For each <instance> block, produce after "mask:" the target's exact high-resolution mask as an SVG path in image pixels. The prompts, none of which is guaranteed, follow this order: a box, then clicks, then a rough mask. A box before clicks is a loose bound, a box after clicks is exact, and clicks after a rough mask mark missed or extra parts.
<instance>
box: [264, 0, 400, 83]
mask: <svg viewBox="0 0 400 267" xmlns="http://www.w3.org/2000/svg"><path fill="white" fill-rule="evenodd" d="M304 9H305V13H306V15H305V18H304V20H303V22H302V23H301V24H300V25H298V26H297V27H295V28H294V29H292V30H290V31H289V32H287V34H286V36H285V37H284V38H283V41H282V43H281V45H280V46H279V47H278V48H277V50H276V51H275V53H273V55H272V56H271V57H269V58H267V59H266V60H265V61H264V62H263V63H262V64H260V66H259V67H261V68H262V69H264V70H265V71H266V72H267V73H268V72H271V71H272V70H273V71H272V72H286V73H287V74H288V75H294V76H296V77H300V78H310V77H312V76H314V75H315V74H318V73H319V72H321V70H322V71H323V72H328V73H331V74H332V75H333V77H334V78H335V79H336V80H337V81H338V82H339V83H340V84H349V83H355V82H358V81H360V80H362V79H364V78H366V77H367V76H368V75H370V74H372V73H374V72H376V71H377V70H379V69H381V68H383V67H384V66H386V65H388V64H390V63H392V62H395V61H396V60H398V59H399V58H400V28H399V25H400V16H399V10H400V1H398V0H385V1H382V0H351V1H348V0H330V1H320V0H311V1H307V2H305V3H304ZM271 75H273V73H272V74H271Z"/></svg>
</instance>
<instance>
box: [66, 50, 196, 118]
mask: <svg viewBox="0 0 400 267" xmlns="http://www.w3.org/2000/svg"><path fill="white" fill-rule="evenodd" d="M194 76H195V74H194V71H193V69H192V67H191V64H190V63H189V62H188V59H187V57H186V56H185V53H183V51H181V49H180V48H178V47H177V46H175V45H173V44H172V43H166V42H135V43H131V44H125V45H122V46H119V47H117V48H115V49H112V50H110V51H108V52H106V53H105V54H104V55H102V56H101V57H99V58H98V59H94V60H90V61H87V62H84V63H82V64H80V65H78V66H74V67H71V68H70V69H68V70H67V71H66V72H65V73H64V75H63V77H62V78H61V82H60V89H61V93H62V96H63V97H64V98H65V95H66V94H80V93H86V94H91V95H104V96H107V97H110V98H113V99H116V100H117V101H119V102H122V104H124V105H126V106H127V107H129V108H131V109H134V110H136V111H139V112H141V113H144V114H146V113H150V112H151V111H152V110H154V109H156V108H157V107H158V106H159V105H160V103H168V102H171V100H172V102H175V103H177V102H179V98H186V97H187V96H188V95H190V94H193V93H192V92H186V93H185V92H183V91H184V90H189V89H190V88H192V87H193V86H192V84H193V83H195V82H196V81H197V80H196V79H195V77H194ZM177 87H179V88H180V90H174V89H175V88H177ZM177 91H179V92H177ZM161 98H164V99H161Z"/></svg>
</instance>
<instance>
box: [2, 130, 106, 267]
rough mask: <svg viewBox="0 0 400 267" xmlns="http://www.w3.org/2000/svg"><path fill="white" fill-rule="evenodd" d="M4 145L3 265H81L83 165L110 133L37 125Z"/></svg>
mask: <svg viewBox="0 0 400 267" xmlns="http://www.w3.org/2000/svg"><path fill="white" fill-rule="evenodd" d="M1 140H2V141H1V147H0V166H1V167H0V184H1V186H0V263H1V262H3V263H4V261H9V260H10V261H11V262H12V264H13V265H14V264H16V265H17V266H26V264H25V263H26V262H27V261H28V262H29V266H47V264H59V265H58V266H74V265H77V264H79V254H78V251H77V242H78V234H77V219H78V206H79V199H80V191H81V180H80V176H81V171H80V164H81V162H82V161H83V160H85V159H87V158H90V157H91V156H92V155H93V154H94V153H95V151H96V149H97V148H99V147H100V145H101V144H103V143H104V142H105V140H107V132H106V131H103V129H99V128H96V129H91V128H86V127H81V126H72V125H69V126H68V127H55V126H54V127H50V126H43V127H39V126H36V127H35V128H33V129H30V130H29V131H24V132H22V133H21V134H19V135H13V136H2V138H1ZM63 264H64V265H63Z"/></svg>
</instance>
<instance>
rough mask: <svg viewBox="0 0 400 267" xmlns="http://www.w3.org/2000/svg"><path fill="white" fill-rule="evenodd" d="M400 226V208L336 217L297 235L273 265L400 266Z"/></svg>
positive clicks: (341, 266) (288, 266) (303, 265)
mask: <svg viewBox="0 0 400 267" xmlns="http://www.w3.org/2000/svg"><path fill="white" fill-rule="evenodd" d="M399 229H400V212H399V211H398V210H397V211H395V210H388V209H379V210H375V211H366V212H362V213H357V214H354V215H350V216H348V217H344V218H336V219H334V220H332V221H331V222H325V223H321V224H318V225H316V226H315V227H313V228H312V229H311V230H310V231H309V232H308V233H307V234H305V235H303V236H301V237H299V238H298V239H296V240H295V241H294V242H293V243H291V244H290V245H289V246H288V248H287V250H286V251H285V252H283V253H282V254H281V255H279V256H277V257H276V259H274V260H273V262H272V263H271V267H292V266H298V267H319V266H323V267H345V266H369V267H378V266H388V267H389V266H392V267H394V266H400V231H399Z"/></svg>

━━━━━━━━━━

### [Your objective]
Each line above should be copied exactly, with no line missing.

### [Worked solution]
For each <instance> block, produce after "mask:" the target's exact high-resolution mask as an SVG path in image pixels. The prompts, none of which is guaranteed, follow this order: a box, then clicks, then a rough mask. A box before clicks is a loose bound, a box after clicks is exact, and clicks after a rough mask mark missed or extra parts.
<instance>
box: [264, 0, 400, 83]
mask: <svg viewBox="0 0 400 267" xmlns="http://www.w3.org/2000/svg"><path fill="white" fill-rule="evenodd" d="M304 9H305V13H306V15H305V18H304V20H303V22H302V23H301V24H300V25H298V26H297V27H295V28H294V29H292V30H290V31H289V32H287V34H286V36H285V37H284V38H283V41H282V43H281V45H280V46H279V47H278V48H277V50H276V51H275V53H273V55H272V56H271V57H269V58H267V59H266V60H265V61H264V62H263V63H262V64H260V66H259V67H261V68H262V69H264V70H265V71H266V72H267V73H268V72H271V71H272V70H273V71H272V72H286V73H287V74H288V75H294V76H296V77H300V78H310V77H312V76H314V75H315V74H318V73H319V72H321V70H322V71H323V72H328V73H331V74H332V75H333V77H334V78H335V79H336V80H337V81H338V82H339V83H340V84H349V83H355V82H358V81H360V80H362V79H364V78H366V77H367V76H368V75H370V74H372V73H374V72H376V71H377V70H379V69H381V68H383V67H384V66H386V65H388V64H390V63H392V62H395V61H396V60H398V59H399V58H400V28H399V25H400V16H399V10H400V1H398V0H385V1H382V0H351V1H348V0H330V1H320V0H311V1H307V2H305V3H304ZM271 75H273V73H272V74H271Z"/></svg>
</instance>
<instance>
box: [66, 50, 196, 118]
mask: <svg viewBox="0 0 400 267" xmlns="http://www.w3.org/2000/svg"><path fill="white" fill-rule="evenodd" d="M194 76H195V74H194V71H193V69H192V67H191V64H190V63H189V62H188V59H187V57H186V56H185V53H183V51H181V49H180V48H178V47H177V46H175V45H173V44H172V43H166V42H135V43H131V44H125V45H122V46H119V47H117V48H115V49H112V50H110V51H108V52H106V53H105V54H104V55H102V56H101V57H99V58H98V59H94V60H90V61H87V62H84V63H82V64H80V65H78V66H74V67H71V68H70V69H68V70H67V71H66V72H65V73H64V75H63V77H62V78H61V82H60V89H61V93H62V96H63V97H64V98H65V95H66V94H80V93H86V94H91V95H104V96H107V97H110V98H113V99H116V100H117V101H119V102H122V104H124V105H126V106H127V107H129V108H131V109H134V110H136V111H139V112H141V113H144V114H146V113H150V112H151V111H152V110H154V109H156V108H157V107H158V106H159V105H160V103H168V102H171V100H172V102H175V103H177V102H179V98H186V97H187V96H188V95H190V94H193V93H192V92H186V93H185V92H183V91H184V90H189V89H190V88H192V87H193V86H192V84H193V83H195V82H196V81H197V80H196V79H195V77H194ZM177 87H179V88H180V90H174V89H175V88H177ZM177 91H179V92H177ZM161 98H164V99H161Z"/></svg>
</instance>
<instance>
box: [2, 130, 106, 267]
rough mask: <svg viewBox="0 0 400 267" xmlns="http://www.w3.org/2000/svg"><path fill="white" fill-rule="evenodd" d="M4 145L3 265H81L83 165L110 133L37 125Z"/></svg>
mask: <svg viewBox="0 0 400 267" xmlns="http://www.w3.org/2000/svg"><path fill="white" fill-rule="evenodd" d="M1 140H2V141H1V147H0V166H1V167H0V184H1V186H0V263H1V262H3V263H4V261H9V260H10V261H11V262H12V264H13V265H14V264H16V265H17V266H26V264H25V263H26V262H27V261H28V262H29V266H47V264H59V265H58V266H74V265H77V264H79V254H78V251H77V242H78V234H77V219H78V206H79V199H80V191H81V180H80V176H81V171H80V164H81V162H82V161H83V160H85V159H87V158H90V157H91V156H92V155H93V154H94V153H95V151H96V149H97V148H99V147H100V145H101V144H103V143H104V142H105V140H107V132H106V131H103V129H99V128H96V129H91V128H86V127H81V126H72V125H69V126H68V127H55V126H54V127H50V126H43V127H39V126H36V127H35V128H33V129H30V130H29V131H24V132H22V133H21V134H19V135H13V136H2V138H1ZM63 264H64V265H63Z"/></svg>
</instance>
<instance>
rough mask: <svg viewBox="0 0 400 267" xmlns="http://www.w3.org/2000/svg"><path fill="white" fill-rule="evenodd" d="M400 226V208L336 217L297 235L273 265L400 266Z"/></svg>
positive clicks: (341, 266) (288, 266) (303, 265)
mask: <svg viewBox="0 0 400 267" xmlns="http://www.w3.org/2000/svg"><path fill="white" fill-rule="evenodd" d="M399 229H400V212H399V211H398V210H397V211H395V210H388V209H379V210H375V211H366V212H362V213H357V214H354V215H350V216H348V217H344V218H336V219H334V220H332V221H331V222H325V223H321V224H318V225H316V226H315V227H313V228H312V229H311V230H310V231H309V232H308V233H307V234H305V235H303V236H301V237H299V238H298V239H296V240H295V241H294V242H293V243H291V244H290V245H289V246H288V248H287V250H286V251H285V252H283V253H282V254H281V255H279V256H277V257H276V259H274V260H273V262H272V263H271V267H292V266H298V267H319V266H323V267H345V266H369V267H378V266H388V267H389V266H392V267H394V266H400V231H399Z"/></svg>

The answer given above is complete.